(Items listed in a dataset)
/---
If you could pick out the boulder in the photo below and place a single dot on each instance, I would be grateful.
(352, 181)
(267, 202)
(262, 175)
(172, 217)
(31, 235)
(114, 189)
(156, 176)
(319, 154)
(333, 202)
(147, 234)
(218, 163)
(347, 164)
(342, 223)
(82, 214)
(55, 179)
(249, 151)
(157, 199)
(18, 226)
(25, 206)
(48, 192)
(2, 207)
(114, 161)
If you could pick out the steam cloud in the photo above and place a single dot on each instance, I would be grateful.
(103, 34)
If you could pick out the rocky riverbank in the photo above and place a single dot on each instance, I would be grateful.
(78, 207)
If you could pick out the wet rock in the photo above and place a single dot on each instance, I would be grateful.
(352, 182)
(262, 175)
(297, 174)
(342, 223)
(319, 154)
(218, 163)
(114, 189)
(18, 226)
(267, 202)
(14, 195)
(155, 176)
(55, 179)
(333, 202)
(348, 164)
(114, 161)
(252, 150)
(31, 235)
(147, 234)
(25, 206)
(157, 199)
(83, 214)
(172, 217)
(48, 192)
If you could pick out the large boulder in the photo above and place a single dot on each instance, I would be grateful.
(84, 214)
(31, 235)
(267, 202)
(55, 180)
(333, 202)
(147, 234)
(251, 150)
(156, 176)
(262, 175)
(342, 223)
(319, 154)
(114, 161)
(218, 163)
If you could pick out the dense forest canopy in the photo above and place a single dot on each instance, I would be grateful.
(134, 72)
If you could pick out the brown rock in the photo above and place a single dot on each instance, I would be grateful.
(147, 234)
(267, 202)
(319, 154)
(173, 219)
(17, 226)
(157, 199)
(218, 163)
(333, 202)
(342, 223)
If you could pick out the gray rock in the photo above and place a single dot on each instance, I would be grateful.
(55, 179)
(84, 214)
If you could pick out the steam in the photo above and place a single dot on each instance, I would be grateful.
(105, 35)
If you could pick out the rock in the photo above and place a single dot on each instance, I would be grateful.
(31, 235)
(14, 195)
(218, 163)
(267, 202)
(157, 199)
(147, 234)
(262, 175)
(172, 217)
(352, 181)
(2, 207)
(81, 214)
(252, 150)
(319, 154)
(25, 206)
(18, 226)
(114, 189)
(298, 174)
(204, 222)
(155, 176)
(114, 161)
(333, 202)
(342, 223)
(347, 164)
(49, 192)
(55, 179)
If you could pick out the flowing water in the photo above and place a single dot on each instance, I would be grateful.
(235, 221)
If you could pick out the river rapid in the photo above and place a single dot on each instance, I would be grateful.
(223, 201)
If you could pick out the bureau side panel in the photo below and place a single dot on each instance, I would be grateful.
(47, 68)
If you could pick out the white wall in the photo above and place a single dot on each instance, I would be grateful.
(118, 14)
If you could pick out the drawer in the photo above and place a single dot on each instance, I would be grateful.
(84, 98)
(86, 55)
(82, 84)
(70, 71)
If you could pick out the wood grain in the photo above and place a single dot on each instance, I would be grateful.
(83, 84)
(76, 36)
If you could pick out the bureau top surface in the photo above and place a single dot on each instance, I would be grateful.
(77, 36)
\---
**What you will do:** Start at the line that contains "If you could pick out the drawer" and go through the end of the records. Write those lines out again with the requests included, and raise every number in the point coordinates by 17.

**Task solution:**
If you could pick out the drawer in the photo above and place a single dot on each instance, I would be grateful.
(101, 115)
(103, 72)
(99, 101)
(87, 88)
If you could pick out the wood grain in the photo above and place a single dot on each instance, I would be grateful.
(100, 101)
(93, 53)
If you could pick out the bureau top surface in the photo above and place a single dot on each instance, I would be grateful.
(94, 53)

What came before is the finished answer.